*PROBLEM*: Repeat the records exactly. Every line must match.

*DATASET RECORDS*:
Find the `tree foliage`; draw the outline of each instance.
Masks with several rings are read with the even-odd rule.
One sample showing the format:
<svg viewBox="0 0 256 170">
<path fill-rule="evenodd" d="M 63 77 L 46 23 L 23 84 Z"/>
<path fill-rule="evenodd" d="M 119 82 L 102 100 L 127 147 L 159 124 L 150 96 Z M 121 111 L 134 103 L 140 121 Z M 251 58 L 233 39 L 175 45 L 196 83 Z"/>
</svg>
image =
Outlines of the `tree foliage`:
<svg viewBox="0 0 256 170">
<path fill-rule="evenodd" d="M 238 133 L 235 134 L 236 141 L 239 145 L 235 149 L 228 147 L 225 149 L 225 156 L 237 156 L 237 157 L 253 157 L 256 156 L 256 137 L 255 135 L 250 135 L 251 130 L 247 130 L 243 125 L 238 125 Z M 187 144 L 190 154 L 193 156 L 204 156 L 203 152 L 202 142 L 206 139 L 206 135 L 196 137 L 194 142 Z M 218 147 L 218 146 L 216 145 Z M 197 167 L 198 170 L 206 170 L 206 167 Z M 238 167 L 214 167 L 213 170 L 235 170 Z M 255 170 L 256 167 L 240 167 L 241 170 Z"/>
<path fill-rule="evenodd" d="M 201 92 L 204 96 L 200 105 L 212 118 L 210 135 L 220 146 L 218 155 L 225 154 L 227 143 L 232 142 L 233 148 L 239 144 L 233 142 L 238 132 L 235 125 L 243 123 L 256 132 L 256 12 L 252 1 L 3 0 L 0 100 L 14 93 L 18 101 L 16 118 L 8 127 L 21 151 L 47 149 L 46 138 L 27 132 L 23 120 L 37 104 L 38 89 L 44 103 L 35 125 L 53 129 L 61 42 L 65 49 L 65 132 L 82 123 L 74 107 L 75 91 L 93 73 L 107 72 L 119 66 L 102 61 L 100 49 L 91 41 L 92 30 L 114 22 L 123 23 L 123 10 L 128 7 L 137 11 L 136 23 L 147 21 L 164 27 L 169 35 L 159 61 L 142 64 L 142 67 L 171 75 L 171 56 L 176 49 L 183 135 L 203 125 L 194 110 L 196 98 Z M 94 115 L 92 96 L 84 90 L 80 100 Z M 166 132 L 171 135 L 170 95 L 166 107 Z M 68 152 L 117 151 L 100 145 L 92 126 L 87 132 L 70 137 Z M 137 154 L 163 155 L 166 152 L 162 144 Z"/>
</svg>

*ANSWER TO THE TASK*:
Find the `tree foliage`; draw the outline of each instance.
Masks with several rings are read with the even-odd rule.
One sample showing the format:
<svg viewBox="0 0 256 170">
<path fill-rule="evenodd" d="M 63 77 L 46 23 L 23 84 Z"/>
<path fill-rule="evenodd" d="M 119 82 L 102 100 L 127 147 L 159 124 L 150 96 Z M 121 111 L 134 103 L 140 121 Z M 251 58 L 233 39 L 175 45 L 196 83 Z"/>
</svg>
image =
Outlines of the `tree foliage`:
<svg viewBox="0 0 256 170">
<path fill-rule="evenodd" d="M 238 133 L 235 134 L 236 141 L 239 145 L 235 149 L 228 147 L 225 149 L 225 156 L 237 156 L 237 157 L 253 157 L 256 156 L 256 137 L 255 135 L 250 135 L 251 130 L 247 130 L 243 125 L 238 125 Z M 187 144 L 190 154 L 193 156 L 204 156 L 203 152 L 202 142 L 206 139 L 206 135 L 196 137 L 194 142 Z M 218 147 L 218 146 L 216 145 Z M 197 167 L 198 170 L 206 170 L 206 167 Z M 238 167 L 214 167 L 213 170 L 235 170 Z M 255 170 L 256 167 L 240 167 L 241 170 Z"/>
<path fill-rule="evenodd" d="M 201 92 L 204 96 L 200 105 L 212 118 L 210 135 L 220 146 L 218 155 L 225 154 L 227 143 L 232 142 L 233 148 L 239 144 L 233 142 L 238 132 L 235 125 L 243 123 L 256 132 L 256 12 L 252 1 L 3 0 L 0 100 L 14 93 L 18 101 L 16 118 L 8 127 L 21 151 L 47 149 L 46 138 L 27 132 L 23 120 L 37 104 L 38 89 L 44 103 L 35 125 L 53 129 L 61 42 L 65 49 L 65 132 L 82 123 L 74 107 L 75 91 L 93 73 L 107 72 L 119 66 L 102 61 L 100 49 L 91 41 L 92 30 L 114 22 L 123 23 L 123 10 L 128 7 L 137 11 L 136 23 L 147 21 L 164 27 L 169 35 L 159 61 L 142 64 L 142 67 L 171 75 L 171 56 L 176 49 L 183 135 L 203 125 L 194 110 L 196 98 Z M 94 115 L 92 96 L 84 90 L 80 100 Z M 166 132 L 171 135 L 170 95 L 166 107 Z M 68 152 L 117 151 L 100 145 L 92 126 L 87 132 L 70 137 Z M 137 154 L 163 155 L 166 152 L 162 144 Z"/>
</svg>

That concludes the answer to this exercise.